Excerpt from a data file:
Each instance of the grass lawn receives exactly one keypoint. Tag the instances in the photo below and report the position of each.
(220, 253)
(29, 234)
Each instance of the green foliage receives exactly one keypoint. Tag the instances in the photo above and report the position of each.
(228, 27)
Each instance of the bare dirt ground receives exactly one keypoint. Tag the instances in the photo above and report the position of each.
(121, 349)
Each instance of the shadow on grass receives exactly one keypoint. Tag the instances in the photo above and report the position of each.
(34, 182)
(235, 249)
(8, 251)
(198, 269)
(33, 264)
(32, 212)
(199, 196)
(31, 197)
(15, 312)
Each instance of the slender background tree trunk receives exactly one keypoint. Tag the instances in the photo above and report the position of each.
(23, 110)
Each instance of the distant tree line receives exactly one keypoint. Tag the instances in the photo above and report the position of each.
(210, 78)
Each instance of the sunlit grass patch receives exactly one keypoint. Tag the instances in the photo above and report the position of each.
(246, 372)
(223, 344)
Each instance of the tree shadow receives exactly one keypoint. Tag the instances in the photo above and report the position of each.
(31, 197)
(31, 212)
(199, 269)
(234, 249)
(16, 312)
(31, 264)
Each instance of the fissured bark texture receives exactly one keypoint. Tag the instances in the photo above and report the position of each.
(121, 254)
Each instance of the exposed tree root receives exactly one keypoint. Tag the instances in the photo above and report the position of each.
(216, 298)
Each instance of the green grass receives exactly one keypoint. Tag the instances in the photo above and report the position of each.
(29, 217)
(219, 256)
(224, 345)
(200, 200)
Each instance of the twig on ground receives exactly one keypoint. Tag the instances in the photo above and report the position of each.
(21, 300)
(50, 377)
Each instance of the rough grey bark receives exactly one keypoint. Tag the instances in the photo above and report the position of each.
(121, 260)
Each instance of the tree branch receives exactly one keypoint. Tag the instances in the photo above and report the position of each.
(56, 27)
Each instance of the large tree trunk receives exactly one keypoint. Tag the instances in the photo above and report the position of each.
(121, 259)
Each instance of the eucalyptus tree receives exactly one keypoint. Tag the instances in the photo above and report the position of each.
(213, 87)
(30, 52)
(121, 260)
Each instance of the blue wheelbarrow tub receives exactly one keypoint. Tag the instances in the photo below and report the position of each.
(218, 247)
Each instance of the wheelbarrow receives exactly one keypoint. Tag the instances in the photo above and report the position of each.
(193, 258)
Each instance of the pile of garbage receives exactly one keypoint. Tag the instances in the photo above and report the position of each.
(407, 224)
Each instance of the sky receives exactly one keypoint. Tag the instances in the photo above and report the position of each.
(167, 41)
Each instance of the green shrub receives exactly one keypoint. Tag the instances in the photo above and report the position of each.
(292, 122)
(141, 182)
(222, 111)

### Task
Quote the lines above word for word, starting at the line that contains "Each instance of the rough" and continuing through the final line.

### Exercise output
Each instance of the rough grey bark receives exactly one keypoint. Tag the instances in the photo above and report the position of each.
(121, 260)
Each instance of the tree branch receives exactly one keypoint. Tag the instances in the photo above and report the position of each.
(56, 27)
Each instance of the large tree trunk receives exactly one keypoint. Tag the instances in the photo above and report the position of each.
(121, 259)
Each instance of the eucalyptus tree receives exactly one keypoint. Tag the instances in the photo above and report the position of each.
(213, 87)
(30, 52)
(121, 260)
Each instance of the blue wheelbarrow tub receives exactly one keypoint. Tag the instances in the photo below and report the position of each.
(218, 247)
Each instance of the wheelbarrow receives exactly one keypoint. Tag the instances in the photo above and report the position of each.
(193, 258)
Each instance of the pile of garbage receives exactly one keypoint. Tag the instances in the photo above and report the position of each.
(407, 224)
Each instance of the sky receives exactly one keypoint. Tag the instances in the photo above and report the position of each.
(167, 41)
Each instance of the green shrub receives exactly one keypoint. Tag the instances in the photo above and report the position of each.
(292, 122)
(141, 182)
(222, 111)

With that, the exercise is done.